**DATA PROVIDED**:
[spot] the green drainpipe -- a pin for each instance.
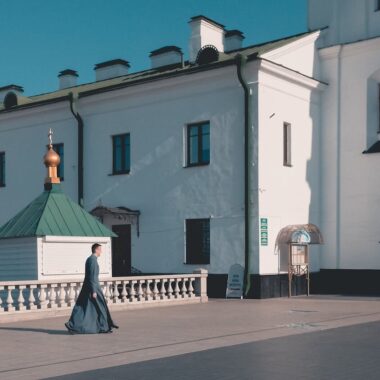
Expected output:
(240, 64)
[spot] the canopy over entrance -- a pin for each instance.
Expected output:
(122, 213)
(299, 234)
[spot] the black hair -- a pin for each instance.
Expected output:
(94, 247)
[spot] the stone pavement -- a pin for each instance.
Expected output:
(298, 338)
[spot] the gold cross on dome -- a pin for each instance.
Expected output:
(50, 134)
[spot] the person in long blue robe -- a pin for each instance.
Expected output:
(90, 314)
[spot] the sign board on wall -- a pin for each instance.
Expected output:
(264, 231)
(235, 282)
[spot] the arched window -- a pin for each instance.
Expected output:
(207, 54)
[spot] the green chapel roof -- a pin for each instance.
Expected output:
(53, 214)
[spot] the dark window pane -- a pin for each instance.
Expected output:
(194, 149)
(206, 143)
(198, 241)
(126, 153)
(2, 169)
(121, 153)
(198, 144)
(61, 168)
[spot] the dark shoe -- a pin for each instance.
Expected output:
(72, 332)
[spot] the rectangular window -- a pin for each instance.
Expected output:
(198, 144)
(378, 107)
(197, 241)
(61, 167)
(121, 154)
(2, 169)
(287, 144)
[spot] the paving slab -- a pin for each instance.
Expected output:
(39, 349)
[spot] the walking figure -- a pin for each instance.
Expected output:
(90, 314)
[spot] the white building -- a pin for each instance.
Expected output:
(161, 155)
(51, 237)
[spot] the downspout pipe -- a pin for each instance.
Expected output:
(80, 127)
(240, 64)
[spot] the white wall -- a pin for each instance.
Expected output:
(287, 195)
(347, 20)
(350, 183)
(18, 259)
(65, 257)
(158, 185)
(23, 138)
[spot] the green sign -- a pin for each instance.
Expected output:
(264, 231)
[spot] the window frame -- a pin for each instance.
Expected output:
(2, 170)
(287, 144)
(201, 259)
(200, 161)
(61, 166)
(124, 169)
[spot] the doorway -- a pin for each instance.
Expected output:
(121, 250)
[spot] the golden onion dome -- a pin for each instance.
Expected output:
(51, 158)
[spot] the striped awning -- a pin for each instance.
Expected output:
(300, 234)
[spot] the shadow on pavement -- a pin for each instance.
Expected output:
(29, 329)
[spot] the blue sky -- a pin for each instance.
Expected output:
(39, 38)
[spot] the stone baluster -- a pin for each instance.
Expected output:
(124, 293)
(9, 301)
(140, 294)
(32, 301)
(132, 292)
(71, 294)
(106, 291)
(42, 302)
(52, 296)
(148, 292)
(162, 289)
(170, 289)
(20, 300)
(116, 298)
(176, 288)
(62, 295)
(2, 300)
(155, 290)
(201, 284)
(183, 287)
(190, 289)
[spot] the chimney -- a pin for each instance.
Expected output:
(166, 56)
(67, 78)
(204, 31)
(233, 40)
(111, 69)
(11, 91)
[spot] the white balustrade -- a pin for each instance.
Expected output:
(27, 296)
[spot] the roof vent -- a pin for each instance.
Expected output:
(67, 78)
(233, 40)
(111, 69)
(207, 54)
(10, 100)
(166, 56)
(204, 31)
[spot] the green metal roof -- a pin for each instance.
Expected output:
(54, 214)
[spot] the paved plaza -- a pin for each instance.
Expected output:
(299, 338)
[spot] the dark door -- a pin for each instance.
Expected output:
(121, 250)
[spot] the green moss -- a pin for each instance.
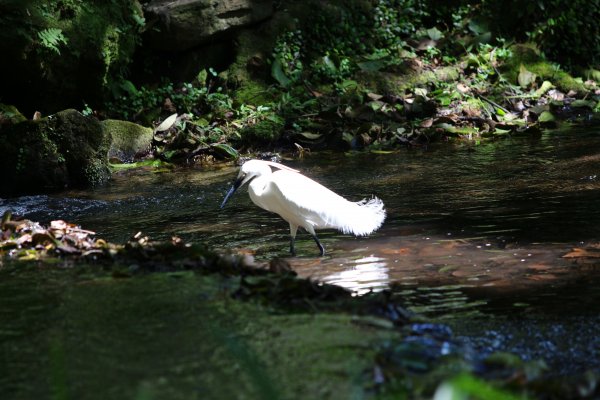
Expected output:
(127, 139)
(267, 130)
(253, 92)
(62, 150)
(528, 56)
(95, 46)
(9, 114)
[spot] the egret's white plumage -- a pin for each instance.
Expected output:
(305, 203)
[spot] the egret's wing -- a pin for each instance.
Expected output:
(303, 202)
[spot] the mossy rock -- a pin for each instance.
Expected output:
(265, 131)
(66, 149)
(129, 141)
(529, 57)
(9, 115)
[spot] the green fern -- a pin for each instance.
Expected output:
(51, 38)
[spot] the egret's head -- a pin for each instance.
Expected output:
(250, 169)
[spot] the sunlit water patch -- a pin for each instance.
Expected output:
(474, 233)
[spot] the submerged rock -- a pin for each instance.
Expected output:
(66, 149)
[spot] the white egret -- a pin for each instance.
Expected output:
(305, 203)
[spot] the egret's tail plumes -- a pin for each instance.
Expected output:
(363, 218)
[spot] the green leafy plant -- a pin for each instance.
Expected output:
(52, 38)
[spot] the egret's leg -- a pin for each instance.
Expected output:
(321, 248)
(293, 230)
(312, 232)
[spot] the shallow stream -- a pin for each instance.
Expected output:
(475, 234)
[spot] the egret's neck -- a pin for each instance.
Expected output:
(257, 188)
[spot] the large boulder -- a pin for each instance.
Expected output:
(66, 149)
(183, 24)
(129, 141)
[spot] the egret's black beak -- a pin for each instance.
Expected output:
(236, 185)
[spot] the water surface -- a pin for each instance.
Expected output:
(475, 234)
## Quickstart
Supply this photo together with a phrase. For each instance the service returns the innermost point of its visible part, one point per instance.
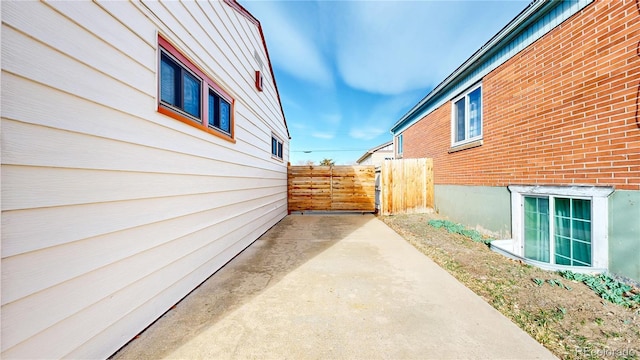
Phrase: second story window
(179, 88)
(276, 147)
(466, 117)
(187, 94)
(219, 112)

**PROBLEM STATEMENT**: Using the material above, return each line in which the word "sign" occurs.

**RESPONSE**:
[spot] the sign board on wall -- a pin for each instance.
[spot] the green sign -- a pin for each instance.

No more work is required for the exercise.